##### SOURCE MATERIAL

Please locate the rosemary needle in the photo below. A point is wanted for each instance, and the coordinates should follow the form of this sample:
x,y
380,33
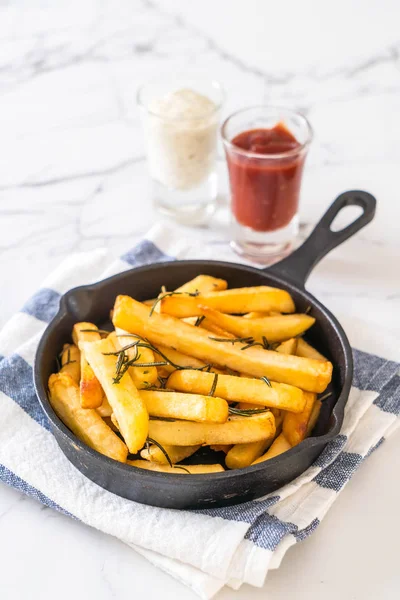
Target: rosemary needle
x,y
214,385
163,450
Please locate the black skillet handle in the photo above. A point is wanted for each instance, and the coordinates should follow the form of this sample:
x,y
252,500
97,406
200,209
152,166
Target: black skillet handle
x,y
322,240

##########
##### SOURCE MATERIAL

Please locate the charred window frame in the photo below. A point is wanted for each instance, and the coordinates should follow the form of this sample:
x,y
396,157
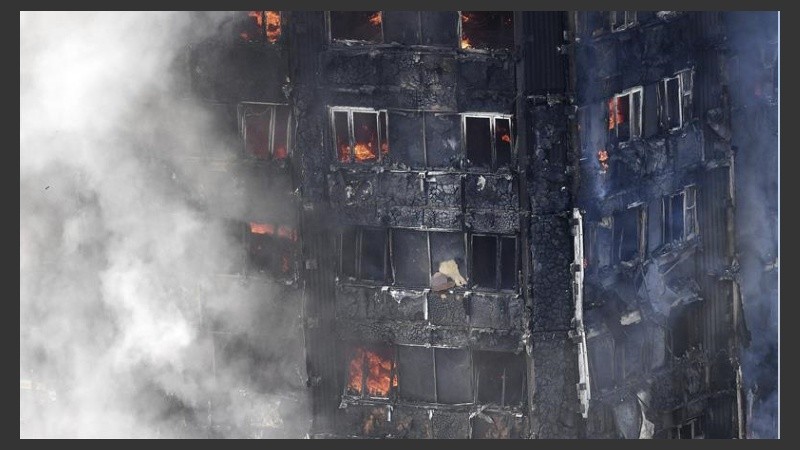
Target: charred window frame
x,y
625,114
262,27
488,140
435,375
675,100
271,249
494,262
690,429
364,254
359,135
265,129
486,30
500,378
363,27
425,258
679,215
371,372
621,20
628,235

##########
##### SOURCE MATERIAL

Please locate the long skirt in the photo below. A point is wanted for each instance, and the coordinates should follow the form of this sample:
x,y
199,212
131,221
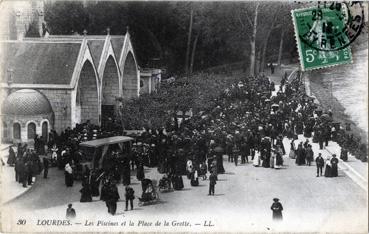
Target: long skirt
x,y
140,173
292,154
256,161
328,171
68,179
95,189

##########

* **GIVEN PROBLEM**:
Find each line in the data above that contains the word "form" and copy those lines out in full.

* **THE COMPLETED TASK**:
Please locate the rosemary needle in the photo below. A point is wanted for each instance, and the coordinates should follow the form of this sample:
Please locate the black skillet handle in the photo above. A point is wanted for each instance, and the coordinates should follow the form of this sample:
Please locate the charred window frame in the photo below. A point is wanted for each instance, and the coordinates should follow the form of this sample:
Please locate the long skirt in the photo below. A point is wanted for each instance, and the coordinates should follow the form of this sample:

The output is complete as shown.